-- start Page text --
What is a Licence to Assign?

Some leases, but by no means all, contain a provision that require an outgoing tenant (the Assignor) to obtain their landlord’s/freeholder’s consent to them selling their lease.  This Licence to Assign is the consent document to assign the lease/flat to a new incoming tenant (the Assignee).  It should be noted that the consent can have conditions attached for the Assignor and the Assignee and that it does not have to be by way of a formal deed.

When do you need a Licence Assign?

The tenant will need this Licence any time it wishes to assign the lease.  By ‘assign’ this means sell or transfer a property.  For example, even if the person just wants to transfer from their sole name into joint names or from a company name to individual director or shareholder names, this would trigger the requirement for a Licence to Assign under the lease.

Why do you need a Licence to Assign?
-- end Page text --
## To-do list
1. Answer these questions using the lease assignment text:
(a) What term does the text use for the outgoing tenant?
(b) Does the consent have to be given by way of a formal deed?
(c) According to the text, what does "assign" mean?
2. List every heading in the lease assignment text that is phrased as a question.
3. Duplicate the lease assignment text from "The tenant will" up to and including "need a Licence to Assign?".
-- start Record list --
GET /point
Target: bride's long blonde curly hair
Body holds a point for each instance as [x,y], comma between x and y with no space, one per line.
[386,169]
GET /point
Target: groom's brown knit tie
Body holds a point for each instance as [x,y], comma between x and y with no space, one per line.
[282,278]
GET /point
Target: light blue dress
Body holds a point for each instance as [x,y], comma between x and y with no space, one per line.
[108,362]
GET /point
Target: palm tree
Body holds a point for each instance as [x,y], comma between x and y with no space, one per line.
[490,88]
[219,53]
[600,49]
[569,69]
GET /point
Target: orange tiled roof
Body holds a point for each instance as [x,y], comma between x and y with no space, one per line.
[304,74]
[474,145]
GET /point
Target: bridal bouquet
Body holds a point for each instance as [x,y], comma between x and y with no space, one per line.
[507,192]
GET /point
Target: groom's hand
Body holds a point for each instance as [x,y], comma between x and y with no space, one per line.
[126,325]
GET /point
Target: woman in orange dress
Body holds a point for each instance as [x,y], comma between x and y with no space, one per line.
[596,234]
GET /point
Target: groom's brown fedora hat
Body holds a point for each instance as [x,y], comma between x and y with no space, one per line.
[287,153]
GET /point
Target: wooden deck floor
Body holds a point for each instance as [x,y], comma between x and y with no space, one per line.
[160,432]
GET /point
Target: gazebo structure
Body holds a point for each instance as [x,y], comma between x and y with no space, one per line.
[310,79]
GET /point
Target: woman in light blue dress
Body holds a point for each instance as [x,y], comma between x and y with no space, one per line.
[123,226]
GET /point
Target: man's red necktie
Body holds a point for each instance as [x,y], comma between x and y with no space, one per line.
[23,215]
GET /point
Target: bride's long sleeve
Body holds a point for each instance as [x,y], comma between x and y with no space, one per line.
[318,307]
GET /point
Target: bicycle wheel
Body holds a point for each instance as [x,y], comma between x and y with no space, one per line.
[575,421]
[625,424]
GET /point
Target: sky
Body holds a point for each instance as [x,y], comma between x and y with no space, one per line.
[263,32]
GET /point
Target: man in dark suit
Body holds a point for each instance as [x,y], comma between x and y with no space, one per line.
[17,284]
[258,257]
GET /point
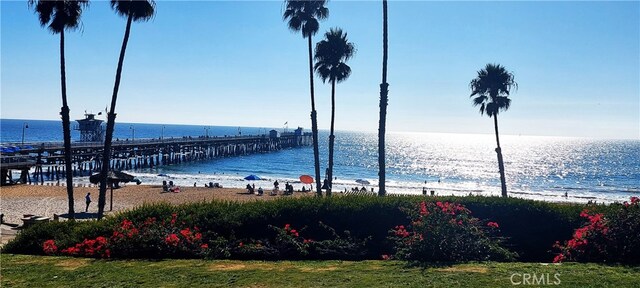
-- end Record list --
## Task-by-task results
1.
(a) The Assignor
(b) No
(c) To sell or transfer a property

2.
What is a Licence to Assign?
When do you need a Licence Assign?
Why do you need a Licence to Assign?

3.
The tenant will need this Licence any time it wishes to assign the lease.  By ‘assign’ this means sell or transfer a property.  For example, even if the person just wants to transfer from their sole name into joint names or from a company name to individual director or shareholder names, this would trigger the requirement for a Licence to Assign under the lease.

Why do you need a Licence to Assign?